Tasks to complete:
(a) From the Cc field of the mailing list message, list every email address that ends in oppo.com.
(b) Collect every line of the records that contains the string "shirt", matching case exactly.
# Start of Passage
Re: [PATCH v2 1/2] mm: collect the number of anon large folios

linux-mm.kvack.org archive mirror
 help / color / mirror / Atom feed

From: Barry Song <21cnbao@gmail.com>
To: David Hildenbrand <david@redhat.com>
Cc: akpm@linux-foundation.org, linux-mm@kvack.org,
	 baolin.wang@linux.alibaba.com, chrisl@kernel.org,
	hanchuanhua@oppo.com,  ioworker0@gmail.com,
	kaleshsingh@google.com, kasong@tencent.com,
	 linux-kernel@vger.kernel.org, ryan.roberts@arm.com,
	v-songbaohua@oppo.com,  ziy@nvidia.com, yuanshuai@oppo.com
Subject: Re: [PATCH v2 1/2] mm: collect the number of anon large folios
Date: Thu, 22 Aug 2024 21:21:06 +1200	[thread overview]
Message-ID: <CAGsJ_4wyj7U2z_XnbgEsavEkpkNO8=kVfMesxhtNbcQ=H3dzXw@mail.gmail.com> (raw)
In-Reply-To: <954f80c8-5bc3-44f5-a361-32073cbbd764@redhat.com>

On Thu, Aug 22, 2024 at 8:59 PM David Hildenbrand <david@redhat.com> wrote:
>
> On 22.08.24 10:44, Barry Song wrote:
> > On Thu, Aug 22, 2024 at 12:52 PM Barry Song <21cnbao@gmail.com> wrote:
> >>
> >> On Thu, Aug 22, 2024 at 5:34 AM David Hildenbrand <david@redhat.com> wrote:
> >>>
> >>> On 12.08.24 00:49, Barry Song wrote:
> >>>> From: Barry Song <v-songbaohua@oppo.com>
> >>>>
> >>>> Anon large folios come from three places:
> >>>> 1. new allocated large folios in PF, they will call folio_add_new_anon_rmap()
# End of Passage
# Start of Data
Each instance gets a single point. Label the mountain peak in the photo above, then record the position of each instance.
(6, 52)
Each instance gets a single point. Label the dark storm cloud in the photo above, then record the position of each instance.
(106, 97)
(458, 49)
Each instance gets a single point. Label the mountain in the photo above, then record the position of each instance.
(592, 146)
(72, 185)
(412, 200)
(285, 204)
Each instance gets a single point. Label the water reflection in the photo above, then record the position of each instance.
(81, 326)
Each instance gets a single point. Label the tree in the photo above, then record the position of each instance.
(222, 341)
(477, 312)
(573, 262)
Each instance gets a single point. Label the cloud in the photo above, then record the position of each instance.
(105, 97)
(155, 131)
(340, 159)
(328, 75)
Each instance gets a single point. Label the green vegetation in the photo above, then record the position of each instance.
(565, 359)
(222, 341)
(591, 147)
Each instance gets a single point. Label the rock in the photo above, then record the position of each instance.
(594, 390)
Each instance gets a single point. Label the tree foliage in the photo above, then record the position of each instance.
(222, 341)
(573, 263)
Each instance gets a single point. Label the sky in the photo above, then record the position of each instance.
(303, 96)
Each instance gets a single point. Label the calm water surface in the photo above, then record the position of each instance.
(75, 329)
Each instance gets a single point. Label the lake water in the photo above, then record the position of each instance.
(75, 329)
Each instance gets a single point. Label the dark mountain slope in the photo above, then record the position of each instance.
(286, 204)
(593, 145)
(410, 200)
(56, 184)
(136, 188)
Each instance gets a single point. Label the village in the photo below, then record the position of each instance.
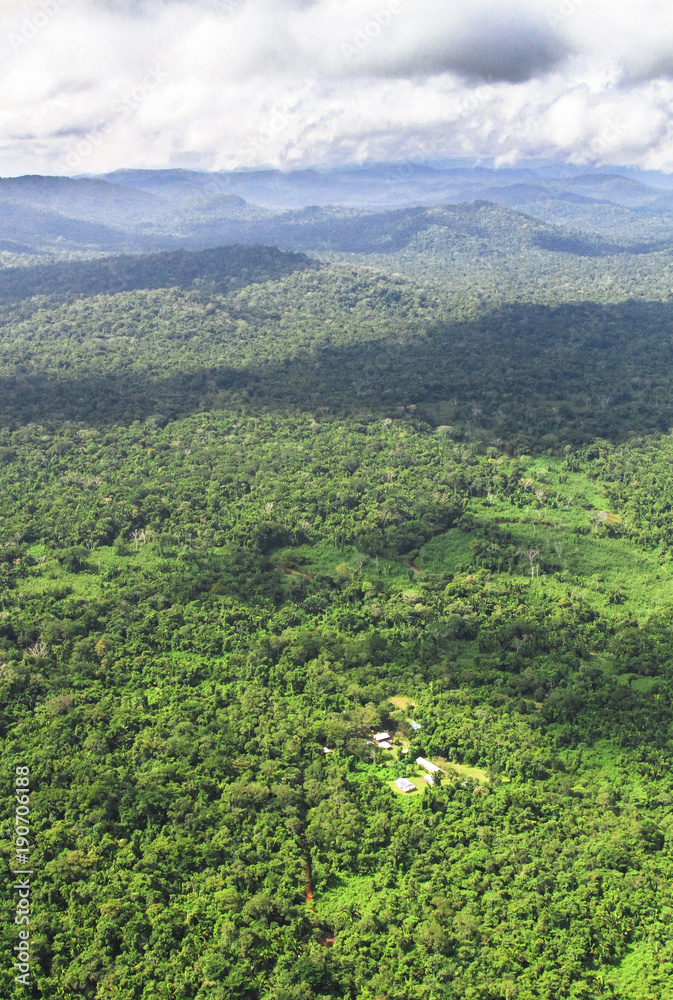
(421, 771)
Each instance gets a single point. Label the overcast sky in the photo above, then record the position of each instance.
(88, 86)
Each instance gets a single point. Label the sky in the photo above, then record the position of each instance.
(90, 86)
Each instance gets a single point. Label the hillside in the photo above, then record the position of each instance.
(256, 510)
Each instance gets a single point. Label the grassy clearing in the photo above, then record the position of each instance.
(415, 779)
(351, 893)
(402, 702)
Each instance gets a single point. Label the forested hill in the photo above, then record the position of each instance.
(221, 269)
(521, 375)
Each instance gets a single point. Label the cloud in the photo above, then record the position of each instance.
(92, 85)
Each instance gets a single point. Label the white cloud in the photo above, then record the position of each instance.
(92, 85)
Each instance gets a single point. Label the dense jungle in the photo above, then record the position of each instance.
(260, 505)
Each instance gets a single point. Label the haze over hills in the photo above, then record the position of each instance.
(346, 211)
(275, 477)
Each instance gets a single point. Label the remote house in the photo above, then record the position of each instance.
(428, 766)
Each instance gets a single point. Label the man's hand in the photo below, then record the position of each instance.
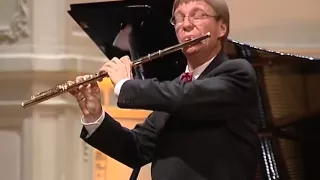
(89, 100)
(118, 69)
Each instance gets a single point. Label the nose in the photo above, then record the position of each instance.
(187, 25)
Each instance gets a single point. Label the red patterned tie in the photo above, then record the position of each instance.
(186, 77)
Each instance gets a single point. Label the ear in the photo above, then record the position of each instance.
(222, 29)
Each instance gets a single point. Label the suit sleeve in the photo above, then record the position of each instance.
(133, 148)
(233, 84)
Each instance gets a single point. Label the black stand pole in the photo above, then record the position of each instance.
(134, 174)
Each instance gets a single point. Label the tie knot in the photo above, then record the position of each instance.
(186, 77)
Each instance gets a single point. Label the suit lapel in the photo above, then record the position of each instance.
(220, 58)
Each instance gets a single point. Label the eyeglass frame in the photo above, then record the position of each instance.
(204, 15)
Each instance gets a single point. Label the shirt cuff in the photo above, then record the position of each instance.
(92, 127)
(118, 86)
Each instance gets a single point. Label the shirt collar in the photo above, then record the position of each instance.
(196, 72)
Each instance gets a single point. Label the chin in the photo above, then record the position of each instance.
(191, 50)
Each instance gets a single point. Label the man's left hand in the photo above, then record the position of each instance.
(118, 69)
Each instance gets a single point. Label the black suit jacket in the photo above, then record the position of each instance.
(202, 130)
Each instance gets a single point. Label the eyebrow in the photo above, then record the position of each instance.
(192, 11)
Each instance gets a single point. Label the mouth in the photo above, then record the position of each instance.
(188, 38)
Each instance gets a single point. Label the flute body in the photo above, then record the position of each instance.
(69, 86)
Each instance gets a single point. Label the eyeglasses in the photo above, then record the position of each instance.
(178, 19)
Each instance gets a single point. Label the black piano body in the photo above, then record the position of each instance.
(288, 132)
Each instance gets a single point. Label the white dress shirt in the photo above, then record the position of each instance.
(93, 126)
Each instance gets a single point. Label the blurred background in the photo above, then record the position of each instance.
(41, 46)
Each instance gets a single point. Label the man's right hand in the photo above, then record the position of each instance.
(89, 99)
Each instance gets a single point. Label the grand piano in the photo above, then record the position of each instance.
(289, 105)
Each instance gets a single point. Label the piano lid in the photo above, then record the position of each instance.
(139, 27)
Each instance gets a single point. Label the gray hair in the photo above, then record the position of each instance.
(219, 6)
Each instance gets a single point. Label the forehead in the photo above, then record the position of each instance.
(188, 6)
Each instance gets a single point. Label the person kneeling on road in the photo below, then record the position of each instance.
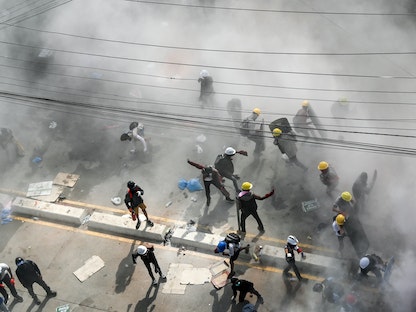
(244, 287)
(134, 201)
(28, 273)
(290, 248)
(146, 253)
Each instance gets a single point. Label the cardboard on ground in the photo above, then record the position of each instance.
(91, 266)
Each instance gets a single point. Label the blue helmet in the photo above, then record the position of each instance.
(222, 245)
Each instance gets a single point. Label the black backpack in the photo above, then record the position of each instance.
(244, 130)
(232, 238)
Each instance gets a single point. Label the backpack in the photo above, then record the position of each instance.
(244, 129)
(232, 238)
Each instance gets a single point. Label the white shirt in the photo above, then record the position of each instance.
(336, 228)
(4, 269)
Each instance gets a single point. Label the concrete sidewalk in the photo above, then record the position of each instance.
(186, 236)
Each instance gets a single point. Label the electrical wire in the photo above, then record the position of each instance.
(213, 50)
(251, 70)
(220, 93)
(217, 82)
(273, 10)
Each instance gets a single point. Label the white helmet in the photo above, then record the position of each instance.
(141, 250)
(291, 239)
(203, 73)
(230, 151)
(364, 262)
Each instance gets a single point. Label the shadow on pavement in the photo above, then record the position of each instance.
(125, 271)
(145, 304)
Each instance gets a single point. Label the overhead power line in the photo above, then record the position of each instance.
(208, 66)
(216, 81)
(275, 11)
(214, 50)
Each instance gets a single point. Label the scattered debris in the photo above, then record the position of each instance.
(86, 219)
(52, 125)
(116, 200)
(310, 205)
(167, 237)
(5, 213)
(91, 266)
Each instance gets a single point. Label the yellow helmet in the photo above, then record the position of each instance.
(346, 196)
(277, 132)
(323, 165)
(340, 219)
(246, 186)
# End of Data
Solved tasks:
(a)
hanchuanhua@oppo.com
v-songbaohua@oppo.com
yuanshuai@oppo.com

(b)
Each instance gets a single point. Label the shirt cuff in the photo above, then record the position of each instance.
Each instance gets a single point. Label the shirt collar in the photo above, then record the position of each instance.
Each instance gets a single point. Label the white dress shirt in the photo above, then record the position of each instance.
Each instance gets a single point. Label the white shirt in the photo above, then record the position of each instance.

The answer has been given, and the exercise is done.